Therefore you are in this for capital appreciation which could be viewed as a risk strategy. To be honest, in my personal opinion, I think you are mad. 

Would the bank lend you money for this investment strategy?


----------



## Aesop (8 Apr 2008)

CMoore73 said:


> *Do you own any investment or other property?*
> Yes Mortgage E280,000 interest only. Value E375,000.
> Rent 1,100.Have to pay E200pm to cover the costs



I don't understand. If you mortgage is interest only on the above property how come you have 1300 euro on costs every month. Interest on a 280,000 euro mortgage should be a lot less than that?


----------



## CMoore73 (8 Apr 2008)

Sorry the mortgage is 1,125pm + 1.550py management fee.
Cheers
CMoore


----------



## paddyodoors (8 Apr 2008)

A very simple look at this at a high level shows, if allowed, that you would clearly be taking a huge risk:

Total combined salary of €101k
Total debt of €898 

(220k PPR+280k Inv1 + 380k Inv2 + 28k Car loan).

Your 1st investment property is already losing you money, why would you want to increase your exposure to the same area?

DATA LISTING →
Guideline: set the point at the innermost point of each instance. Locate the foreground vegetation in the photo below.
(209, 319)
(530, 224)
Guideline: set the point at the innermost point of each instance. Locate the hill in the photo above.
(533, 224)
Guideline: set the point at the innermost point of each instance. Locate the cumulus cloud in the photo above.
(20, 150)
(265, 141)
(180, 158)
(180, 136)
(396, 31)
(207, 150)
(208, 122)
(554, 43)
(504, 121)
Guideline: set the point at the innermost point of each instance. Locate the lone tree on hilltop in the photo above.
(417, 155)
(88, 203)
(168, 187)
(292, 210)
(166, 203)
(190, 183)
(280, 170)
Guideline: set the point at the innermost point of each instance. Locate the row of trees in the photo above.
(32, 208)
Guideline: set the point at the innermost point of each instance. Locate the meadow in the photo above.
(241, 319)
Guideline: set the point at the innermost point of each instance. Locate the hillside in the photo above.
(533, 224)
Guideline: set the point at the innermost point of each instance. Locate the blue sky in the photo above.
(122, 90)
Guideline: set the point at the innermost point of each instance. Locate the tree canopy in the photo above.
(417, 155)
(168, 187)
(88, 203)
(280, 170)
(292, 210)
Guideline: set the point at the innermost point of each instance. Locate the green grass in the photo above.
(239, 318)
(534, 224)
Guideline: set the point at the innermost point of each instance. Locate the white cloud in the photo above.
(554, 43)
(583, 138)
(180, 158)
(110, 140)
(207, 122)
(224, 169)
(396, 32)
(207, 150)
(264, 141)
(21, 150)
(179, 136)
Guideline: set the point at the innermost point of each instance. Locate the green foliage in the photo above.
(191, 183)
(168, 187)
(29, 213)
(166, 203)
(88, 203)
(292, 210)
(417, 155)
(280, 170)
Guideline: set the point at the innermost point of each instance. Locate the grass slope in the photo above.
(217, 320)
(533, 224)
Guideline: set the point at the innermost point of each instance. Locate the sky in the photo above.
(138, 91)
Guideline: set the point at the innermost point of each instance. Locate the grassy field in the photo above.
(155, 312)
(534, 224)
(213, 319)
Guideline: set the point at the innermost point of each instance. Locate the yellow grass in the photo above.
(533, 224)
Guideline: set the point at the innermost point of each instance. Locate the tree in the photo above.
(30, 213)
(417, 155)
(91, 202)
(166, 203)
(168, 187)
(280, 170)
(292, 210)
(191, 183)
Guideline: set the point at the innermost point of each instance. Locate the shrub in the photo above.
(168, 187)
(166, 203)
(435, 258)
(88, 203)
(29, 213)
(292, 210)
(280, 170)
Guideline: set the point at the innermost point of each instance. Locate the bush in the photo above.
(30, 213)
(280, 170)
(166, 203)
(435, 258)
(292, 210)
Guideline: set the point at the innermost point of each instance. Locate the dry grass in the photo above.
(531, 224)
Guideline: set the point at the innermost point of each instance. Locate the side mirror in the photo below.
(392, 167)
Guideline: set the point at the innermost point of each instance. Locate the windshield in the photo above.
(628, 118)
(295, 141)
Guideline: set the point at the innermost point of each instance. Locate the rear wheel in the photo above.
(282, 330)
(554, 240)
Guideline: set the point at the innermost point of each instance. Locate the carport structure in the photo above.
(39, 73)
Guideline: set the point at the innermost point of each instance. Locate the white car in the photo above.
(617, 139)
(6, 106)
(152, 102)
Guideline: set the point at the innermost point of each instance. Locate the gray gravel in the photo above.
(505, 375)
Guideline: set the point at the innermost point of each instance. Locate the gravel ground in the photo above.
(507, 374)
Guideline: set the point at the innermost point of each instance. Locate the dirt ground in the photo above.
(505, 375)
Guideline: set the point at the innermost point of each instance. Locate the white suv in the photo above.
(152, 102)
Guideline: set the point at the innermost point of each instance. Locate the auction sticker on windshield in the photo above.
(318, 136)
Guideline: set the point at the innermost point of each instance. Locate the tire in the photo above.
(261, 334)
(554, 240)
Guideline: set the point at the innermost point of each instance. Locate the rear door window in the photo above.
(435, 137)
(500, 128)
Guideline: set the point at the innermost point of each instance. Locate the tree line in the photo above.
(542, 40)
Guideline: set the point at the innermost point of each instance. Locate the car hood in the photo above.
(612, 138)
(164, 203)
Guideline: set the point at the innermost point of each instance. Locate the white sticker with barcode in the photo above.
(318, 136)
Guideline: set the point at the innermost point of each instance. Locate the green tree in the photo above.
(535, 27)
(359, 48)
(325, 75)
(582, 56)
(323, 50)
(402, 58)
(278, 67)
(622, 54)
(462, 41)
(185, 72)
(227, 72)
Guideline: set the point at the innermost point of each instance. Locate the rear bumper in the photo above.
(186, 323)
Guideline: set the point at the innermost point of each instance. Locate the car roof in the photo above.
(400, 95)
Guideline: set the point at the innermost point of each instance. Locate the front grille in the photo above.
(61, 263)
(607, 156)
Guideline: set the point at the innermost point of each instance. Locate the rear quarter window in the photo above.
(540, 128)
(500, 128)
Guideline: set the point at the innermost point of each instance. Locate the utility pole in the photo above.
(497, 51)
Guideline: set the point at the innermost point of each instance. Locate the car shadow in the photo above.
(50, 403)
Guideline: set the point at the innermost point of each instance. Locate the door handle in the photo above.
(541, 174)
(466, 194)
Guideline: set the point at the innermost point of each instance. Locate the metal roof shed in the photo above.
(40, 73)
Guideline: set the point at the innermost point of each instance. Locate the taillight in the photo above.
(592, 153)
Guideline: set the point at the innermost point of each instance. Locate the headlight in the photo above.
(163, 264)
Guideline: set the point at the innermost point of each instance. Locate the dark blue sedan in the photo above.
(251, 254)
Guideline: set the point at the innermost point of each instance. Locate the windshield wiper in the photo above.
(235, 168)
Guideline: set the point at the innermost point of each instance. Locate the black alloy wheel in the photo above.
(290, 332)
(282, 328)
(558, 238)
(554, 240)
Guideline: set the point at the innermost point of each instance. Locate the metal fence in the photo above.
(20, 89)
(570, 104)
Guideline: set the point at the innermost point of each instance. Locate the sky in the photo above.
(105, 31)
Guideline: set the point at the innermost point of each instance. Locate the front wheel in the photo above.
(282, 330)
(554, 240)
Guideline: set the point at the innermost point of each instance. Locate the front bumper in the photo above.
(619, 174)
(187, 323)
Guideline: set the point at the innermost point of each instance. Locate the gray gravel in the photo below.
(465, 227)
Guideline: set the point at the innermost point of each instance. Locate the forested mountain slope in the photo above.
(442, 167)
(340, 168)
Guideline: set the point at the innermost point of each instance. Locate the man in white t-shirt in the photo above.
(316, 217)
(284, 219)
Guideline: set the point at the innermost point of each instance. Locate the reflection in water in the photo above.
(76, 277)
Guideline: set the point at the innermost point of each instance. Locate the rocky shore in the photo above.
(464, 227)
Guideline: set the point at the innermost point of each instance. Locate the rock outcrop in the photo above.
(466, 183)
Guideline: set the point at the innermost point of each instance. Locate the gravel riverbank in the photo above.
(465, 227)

PROBLEMS TO WORK ON →
• 1. From the mortgage thread, list each component that makes up the total debt figure, with its amount.
• 2. Please carry the mortgage thread on past its final post with a reply that comes next.
The entries aren't needed for this work.

RESULTS OF THE TASKS →
• 1.
- PPR: 220k
- Inv1: 280k
- Inv2: 380k
- Car loan: 28k

• 2.
DIVERSIFICATION

Paddy


----------



## ccbkd (11 Apr 2008)

My advice is use surplus savings to pay some of the capital of PPR or may pay-off car, you are paying a high risk game at the moment trying to amass property when it is in many ways a falling knife. My advice is clear your debts first and maybe later think about investments.


----------



## AmIok (15 Apr 2008)

Who has valued your current investment property at €375,000?  I would be concerned that this valuation is old or sentimentally biased by you.  Has an equivalent property sold at that value recently? Asking prices are not good enough in the current market, especially for apartments, and most especially for apartments in certain areas over others.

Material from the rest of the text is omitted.